**Task goal**.
Set down the material below word for word, excluding the pictures.
[start]
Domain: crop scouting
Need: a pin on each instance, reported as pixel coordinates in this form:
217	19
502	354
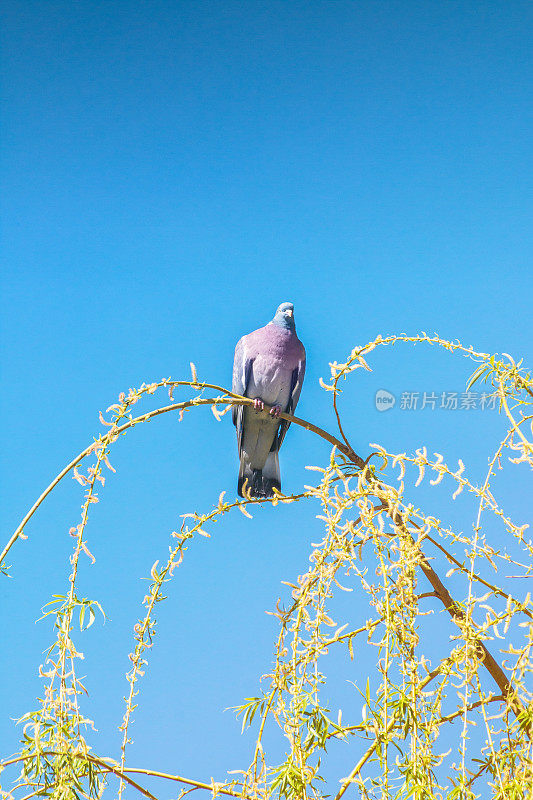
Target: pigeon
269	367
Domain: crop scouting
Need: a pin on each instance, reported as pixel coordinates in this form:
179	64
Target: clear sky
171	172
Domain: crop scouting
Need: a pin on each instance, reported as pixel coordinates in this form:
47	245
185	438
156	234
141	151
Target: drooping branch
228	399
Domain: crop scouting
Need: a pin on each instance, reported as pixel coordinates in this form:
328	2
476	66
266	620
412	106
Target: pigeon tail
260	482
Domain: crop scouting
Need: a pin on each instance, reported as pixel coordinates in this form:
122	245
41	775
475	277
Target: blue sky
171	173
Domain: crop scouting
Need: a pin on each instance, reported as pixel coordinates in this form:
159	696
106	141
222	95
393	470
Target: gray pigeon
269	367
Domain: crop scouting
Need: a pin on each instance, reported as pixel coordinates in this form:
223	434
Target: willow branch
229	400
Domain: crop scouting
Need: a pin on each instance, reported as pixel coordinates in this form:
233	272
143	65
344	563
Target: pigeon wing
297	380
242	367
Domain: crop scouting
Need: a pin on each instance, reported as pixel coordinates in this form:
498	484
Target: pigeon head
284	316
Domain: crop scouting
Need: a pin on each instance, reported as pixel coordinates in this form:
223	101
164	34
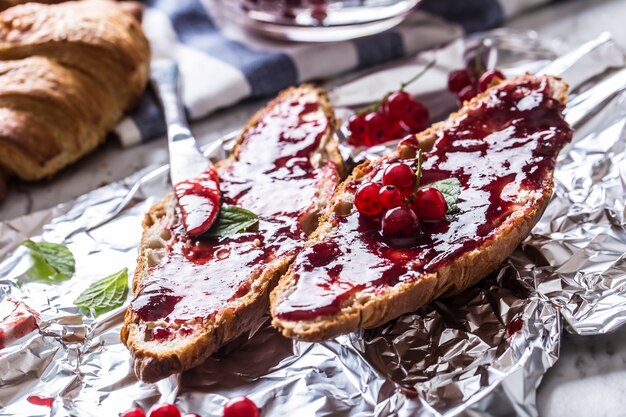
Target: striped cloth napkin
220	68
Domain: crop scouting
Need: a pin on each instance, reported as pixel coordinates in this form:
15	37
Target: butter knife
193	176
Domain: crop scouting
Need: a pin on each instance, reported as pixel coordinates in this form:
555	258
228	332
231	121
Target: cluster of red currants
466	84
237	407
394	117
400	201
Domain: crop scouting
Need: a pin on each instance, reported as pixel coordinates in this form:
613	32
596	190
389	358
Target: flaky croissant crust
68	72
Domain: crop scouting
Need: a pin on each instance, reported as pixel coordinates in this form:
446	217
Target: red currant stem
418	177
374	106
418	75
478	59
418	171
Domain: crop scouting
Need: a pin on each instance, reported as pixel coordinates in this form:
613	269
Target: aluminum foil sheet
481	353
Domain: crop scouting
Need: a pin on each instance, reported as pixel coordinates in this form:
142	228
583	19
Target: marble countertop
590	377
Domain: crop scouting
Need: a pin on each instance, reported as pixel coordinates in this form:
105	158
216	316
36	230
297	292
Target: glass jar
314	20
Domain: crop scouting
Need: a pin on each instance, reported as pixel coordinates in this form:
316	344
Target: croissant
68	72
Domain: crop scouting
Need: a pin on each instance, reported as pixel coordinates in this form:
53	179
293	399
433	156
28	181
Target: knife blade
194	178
[end]
**Task answer**.
Domain: crop scouting
Need: a pin on each instance, reported as pixel coordinates in this form:
217	19
502	354
Target: pigeon
269	367
Domain: crop scouting
Need: a pin on each instance, reported as pixel coordinates in this form:
179	64
Target: clear sky
171	172
Domain: crop scouting
Need: a pin on each instance, reported as pixel coordinates in this form:
47	245
185	438
156	234
141	151
Target: drooping branch
228	399
Domain: crop scouting
Need: a pin on each instance, reported as pixel coordinates in this form:
328	2
476	66
266	620
412	106
Target: pigeon tail
260	482
Domain: crop scouting
Need: a pin on each instance, reported as pixel coordinates in this form:
122	245
41	775
475	277
Target: blue sky
171	173
Domain: crop scouting
Need: a pin on each instance, reported as pixel coordinates in this form:
159	696
106	141
222	95
393	470
Target: gray pigeon
269	367
Domain: crop scouting
Need: a pin on each instance, reported as pixel coordinates in this form:
223	434
Target: willow branch
229	400
Domain: crop scouting
Need: a pin on each instance, reported as pixel coordinates in this form:
233	272
143	65
344	563
Target: pigeon wing
297	380
242	367
Domain: crop scouting
Need: a pin on each instance, reported as pixel coordinates in this form:
498	484
Target: pigeon head
284	316
Domain: crop scouting
Need: a pin on each instance, reported as pixel coordinates in this form:
223	101
164	34
Target: striped cloth napkin
220	68
Domain: crop scouting
Need: a pin on each instance, reported as pixel coordinates in this form:
15	37
Target: butter knife
193	176
Domain: crop scouting
Need: a pin on each instance, reported as pixel coordinates in this form:
555	258
228	332
231	121
Target: cluster of red currants
466	84
237	407
394	117
400	201
Domain: crop scouting
Need: a pin on each instance, reported as pixel coordinates in this form:
613	32
596	190
389	358
Target: flaky croissant crust
68	72
Domain: crop scouting
Need: a pin on each instance, reported as pixel coordinates in this form:
446	217
Target: red currant stem
418	177
374	106
418	75
478	59
418	171
Domain: crop scouting
Need: a pin on each instance, reported as pixel coordinates in this form:
613	269
Target: aluminum foil sheet
481	353
Domain: crop scouting
Need: a pin on each instance, reported as pixel coordinates in this form:
142	228
583	19
Target: marble countertop
590	377
Domain: crop scouting
Need: a pin on each instance, reported as pixel coordinates in this form:
105	158
216	316
36	230
297	292
Target: glass jar
314	20
Domain: crop scouting
Need: a pin on each instance, reported as pixel coordinates in this form:
316	344
Target: croissant
68	72
Domain: crop scouting
Need: a pin on each instance, reported as pixel coordinates in this form:
53	179
293	399
433	156
28	181
Target: knife blade
194	178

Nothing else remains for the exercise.